▸ INPUT FOR THIS TASK:
+ + + + + + +

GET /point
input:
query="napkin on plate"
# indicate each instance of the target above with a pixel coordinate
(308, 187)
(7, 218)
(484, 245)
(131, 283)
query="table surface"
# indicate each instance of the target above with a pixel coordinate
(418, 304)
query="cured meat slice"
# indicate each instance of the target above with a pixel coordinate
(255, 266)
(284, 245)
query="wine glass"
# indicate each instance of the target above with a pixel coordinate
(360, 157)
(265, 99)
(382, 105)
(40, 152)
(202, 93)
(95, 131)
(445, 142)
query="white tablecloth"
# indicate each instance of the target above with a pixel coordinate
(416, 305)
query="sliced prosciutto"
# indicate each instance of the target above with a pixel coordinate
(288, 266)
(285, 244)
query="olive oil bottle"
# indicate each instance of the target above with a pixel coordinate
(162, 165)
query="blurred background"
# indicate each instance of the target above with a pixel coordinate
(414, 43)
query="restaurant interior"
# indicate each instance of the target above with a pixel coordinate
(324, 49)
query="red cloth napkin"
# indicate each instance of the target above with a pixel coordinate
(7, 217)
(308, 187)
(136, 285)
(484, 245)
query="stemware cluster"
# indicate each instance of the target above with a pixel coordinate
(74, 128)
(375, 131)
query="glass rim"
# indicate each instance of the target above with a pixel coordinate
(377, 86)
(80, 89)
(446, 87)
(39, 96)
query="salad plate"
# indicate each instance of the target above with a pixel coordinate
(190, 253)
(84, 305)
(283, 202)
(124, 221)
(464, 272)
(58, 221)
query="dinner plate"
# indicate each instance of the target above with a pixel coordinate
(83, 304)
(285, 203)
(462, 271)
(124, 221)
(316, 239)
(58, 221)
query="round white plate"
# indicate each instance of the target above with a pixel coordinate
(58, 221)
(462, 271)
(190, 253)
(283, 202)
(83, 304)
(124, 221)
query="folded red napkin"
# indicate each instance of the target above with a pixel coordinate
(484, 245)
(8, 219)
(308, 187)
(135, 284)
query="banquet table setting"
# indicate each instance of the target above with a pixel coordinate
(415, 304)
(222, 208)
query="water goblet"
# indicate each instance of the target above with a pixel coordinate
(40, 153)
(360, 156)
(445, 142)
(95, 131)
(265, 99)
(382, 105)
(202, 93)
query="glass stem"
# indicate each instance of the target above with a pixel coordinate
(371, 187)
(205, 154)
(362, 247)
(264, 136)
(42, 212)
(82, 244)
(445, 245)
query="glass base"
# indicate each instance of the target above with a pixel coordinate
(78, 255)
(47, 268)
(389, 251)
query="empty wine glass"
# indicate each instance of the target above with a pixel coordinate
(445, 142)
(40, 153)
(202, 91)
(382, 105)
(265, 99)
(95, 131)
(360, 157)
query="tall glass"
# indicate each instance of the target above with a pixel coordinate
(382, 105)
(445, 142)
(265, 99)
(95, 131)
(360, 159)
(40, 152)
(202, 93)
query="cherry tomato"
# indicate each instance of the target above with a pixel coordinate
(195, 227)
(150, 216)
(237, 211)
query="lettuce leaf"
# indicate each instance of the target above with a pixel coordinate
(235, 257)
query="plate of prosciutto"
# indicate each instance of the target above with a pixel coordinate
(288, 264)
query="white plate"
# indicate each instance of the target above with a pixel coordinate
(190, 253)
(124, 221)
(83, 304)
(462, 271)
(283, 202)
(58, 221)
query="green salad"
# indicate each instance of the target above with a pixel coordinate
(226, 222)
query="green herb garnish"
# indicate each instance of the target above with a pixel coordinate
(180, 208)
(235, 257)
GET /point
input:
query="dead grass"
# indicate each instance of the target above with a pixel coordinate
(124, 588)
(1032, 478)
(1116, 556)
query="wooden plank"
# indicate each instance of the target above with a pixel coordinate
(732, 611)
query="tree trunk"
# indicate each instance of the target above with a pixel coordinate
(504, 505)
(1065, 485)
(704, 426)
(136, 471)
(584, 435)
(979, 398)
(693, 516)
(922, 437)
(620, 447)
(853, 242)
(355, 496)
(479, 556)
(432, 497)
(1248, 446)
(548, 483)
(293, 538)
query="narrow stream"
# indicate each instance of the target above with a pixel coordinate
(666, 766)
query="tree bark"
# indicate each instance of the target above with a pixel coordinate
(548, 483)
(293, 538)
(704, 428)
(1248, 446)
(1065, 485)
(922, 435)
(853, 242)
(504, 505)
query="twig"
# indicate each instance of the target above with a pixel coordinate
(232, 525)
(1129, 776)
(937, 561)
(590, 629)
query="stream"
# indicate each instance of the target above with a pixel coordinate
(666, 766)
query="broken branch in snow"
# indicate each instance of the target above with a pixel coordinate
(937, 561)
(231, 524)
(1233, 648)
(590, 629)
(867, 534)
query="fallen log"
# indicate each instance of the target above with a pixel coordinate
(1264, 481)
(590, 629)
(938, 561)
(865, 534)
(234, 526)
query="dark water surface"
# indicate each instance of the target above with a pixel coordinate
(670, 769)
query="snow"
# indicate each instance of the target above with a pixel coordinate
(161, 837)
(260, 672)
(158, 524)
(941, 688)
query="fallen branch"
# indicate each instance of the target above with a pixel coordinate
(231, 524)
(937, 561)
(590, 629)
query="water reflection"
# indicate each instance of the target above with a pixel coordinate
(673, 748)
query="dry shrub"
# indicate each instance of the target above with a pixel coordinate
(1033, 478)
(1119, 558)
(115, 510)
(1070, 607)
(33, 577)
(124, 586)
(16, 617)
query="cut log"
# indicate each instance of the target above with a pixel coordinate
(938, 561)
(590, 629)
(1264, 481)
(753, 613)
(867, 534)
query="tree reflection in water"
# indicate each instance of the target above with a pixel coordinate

+ + + + + + +

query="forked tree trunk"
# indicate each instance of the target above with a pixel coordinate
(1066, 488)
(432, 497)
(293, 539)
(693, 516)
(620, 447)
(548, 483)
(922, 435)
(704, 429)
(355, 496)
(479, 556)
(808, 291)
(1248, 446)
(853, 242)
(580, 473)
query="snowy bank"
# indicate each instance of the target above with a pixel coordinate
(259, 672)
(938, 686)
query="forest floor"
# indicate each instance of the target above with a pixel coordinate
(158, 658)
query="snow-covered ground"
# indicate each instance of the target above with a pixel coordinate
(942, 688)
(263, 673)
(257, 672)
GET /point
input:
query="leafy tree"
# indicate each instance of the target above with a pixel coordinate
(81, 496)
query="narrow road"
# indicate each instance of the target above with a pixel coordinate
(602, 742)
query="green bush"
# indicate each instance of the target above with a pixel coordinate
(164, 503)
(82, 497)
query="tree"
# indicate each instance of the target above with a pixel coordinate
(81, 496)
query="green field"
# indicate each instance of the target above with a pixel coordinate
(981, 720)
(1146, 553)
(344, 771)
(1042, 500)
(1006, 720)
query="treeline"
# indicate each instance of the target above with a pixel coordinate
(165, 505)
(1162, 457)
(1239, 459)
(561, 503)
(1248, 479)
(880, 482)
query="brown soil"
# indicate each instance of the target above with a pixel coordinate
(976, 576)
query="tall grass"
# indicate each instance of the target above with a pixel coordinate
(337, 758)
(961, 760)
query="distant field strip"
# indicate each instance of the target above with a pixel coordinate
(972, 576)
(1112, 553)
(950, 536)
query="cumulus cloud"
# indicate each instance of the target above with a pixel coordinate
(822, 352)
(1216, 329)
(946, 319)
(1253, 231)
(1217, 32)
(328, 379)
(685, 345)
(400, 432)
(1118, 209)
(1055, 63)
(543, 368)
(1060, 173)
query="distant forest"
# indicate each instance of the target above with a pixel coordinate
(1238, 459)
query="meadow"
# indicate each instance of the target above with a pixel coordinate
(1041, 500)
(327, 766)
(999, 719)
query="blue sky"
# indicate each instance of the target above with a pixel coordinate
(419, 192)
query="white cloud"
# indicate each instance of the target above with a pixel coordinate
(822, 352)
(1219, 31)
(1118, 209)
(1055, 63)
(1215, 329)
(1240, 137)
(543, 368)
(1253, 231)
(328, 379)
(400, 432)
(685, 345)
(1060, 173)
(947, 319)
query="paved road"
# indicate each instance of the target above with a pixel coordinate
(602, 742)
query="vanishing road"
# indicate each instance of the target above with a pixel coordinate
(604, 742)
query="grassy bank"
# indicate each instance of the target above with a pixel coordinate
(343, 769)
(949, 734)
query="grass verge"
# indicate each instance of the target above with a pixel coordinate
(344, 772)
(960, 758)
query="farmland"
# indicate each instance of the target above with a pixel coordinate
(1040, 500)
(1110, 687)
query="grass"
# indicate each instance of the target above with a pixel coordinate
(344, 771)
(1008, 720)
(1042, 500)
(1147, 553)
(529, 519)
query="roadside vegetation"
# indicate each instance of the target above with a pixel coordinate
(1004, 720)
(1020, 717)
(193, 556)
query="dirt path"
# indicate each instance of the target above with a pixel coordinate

+ + + + + + +

▸ EXERCISE DESCRIPTION: Collect every line in the listing above that contains the string "reflection".

▸ REPLY TO THE TASK:
query="water reflection"
query="tree reflection in water"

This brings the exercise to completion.